Task instructions:
(1) In the article on galunggong imports, rewrite the paragraph beginning "The Philippines is the 11th largest fish producer" as a short bulleted list that keeps its main facts.
(2) According to the article on galunggong imports, who is the vice president of Oceana Philippines?
(3) Reproduce word for word the part of the article on galunggong imports starting at "MANILA, Philippines —" and ending at "Gloria Ramos said.".

Reading passage:

Oceana opposes plan to import more galunggong
Bringing in more fish could affect the livelihood of local fishermen and further aggravate the supply problem of the commodity, Oceana said.

Oceana opposes plan to import more galunggong

(The Philippine Star) - January 27, 2019 - 12:00am

MANILA, Philippines — Oceana Philippines is opposing the  proposal of the  Bureau of Fisheries and Aquatic Resources to allow more fish imports, particularly roundscad or galunggong, into the country.

Bringing in more fish could affect the livelihood of local fishermen and further aggravate the supply problem of the commodity, Oceana said.

“Short-term imports may actually put long-term food security and fisherfolks at risk. The issues haunting fisheries management can only be solved through a more comprehensive and participatory plan,” Oceana Philippines vice president Gloria Ramos said.

“Stakeholders from government, private sector and civil society organizations need to work together to curb overfishing, halt the decline of fish supply and ensure sustainable income for fisherfolks,”  she added.

The Philippines is the 11th largest fish producer globally.  It is estimated that 56 percent of Filipinos’ animal protein comes from fish and 91 percent of fish catch in the country are consumed domestically.

Oceana said illegal fishing remains to be the problem in the country with commercial fishers continuously entering and competing with artisanal fisherfolks.

“Destructive fishing, such as blast fishing, bottom trawling and the capture of young fish before they can grow into adulthood, is a significant threat to the health of fish populations and the livelihood of fishing communities,” Ramos said.

Supplied data:

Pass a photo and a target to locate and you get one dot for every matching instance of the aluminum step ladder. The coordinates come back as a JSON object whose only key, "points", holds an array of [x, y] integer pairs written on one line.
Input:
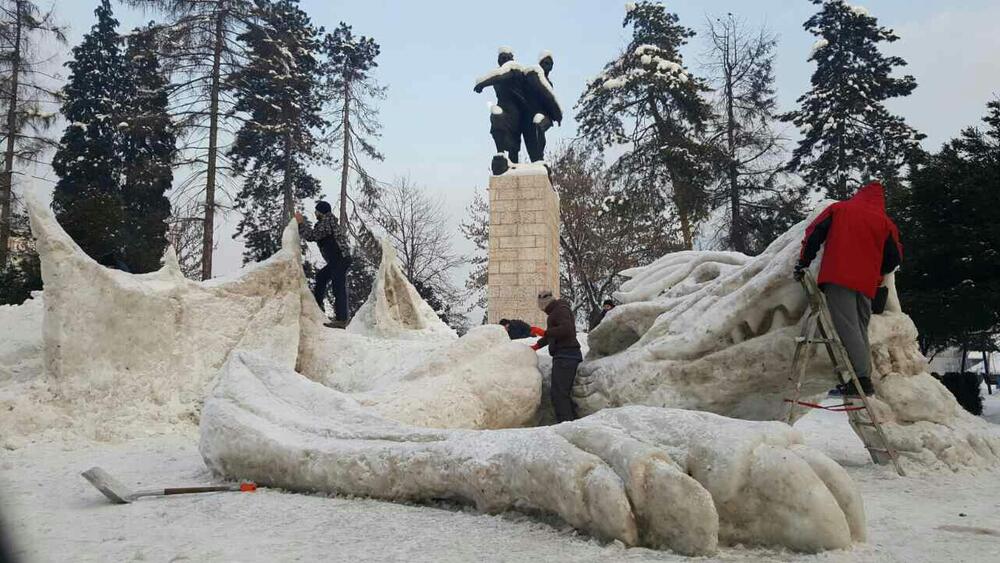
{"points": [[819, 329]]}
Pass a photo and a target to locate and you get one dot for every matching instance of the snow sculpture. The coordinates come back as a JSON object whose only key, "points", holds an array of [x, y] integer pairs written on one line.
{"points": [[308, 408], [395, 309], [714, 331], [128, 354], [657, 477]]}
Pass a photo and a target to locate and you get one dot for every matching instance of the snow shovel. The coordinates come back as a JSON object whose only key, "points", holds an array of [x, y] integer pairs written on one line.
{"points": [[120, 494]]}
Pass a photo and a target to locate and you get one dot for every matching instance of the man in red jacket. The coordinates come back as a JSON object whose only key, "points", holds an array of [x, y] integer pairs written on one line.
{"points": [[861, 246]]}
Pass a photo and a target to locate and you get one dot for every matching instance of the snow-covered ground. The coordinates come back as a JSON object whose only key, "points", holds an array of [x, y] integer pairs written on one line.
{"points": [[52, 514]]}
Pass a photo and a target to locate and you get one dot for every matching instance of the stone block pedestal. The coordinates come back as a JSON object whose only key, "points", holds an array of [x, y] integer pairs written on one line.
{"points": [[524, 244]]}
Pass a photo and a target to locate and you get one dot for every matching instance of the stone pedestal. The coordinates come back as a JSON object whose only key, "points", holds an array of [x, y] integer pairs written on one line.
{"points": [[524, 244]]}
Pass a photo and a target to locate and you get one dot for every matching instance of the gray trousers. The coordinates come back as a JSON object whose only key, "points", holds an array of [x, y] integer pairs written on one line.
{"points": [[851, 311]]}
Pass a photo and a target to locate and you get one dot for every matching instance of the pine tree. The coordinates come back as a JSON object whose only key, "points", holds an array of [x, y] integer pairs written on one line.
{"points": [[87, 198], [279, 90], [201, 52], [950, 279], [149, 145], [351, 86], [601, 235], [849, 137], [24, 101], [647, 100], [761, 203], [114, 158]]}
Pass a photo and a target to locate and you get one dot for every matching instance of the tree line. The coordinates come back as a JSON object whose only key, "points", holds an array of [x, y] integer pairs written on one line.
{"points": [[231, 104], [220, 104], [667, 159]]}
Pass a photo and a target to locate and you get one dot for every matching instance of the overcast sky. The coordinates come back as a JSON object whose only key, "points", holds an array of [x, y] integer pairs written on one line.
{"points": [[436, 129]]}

Solved problems:
(1)
- The Philippines ranks 11th among the world's fish producers.
- An estimated 56 percent of Filipinos' animal protein comes from fish.
- An estimated 91 percent of the country's fish catch is consumed domestically.

(2) Gloria Ramos.

(3)
MANILA, Philippines — Oceana Philippines is opposing the  proposal of the  Bureau of Fisheries and Aquatic Resources to allow more fish imports, particularly roundscad or galunggong, into the country.

Bringing in more fish could affect the livelihood of local fishermen and further aggravate the supply problem of the commodity, Oceana said.

“Short-term imports may actually put long-term food security and fisherfolks at risk. The issues haunting fisheries management can only be solved through a more comprehensive and participatory plan,” Oceana Philippines vice president Gloria Ramos said.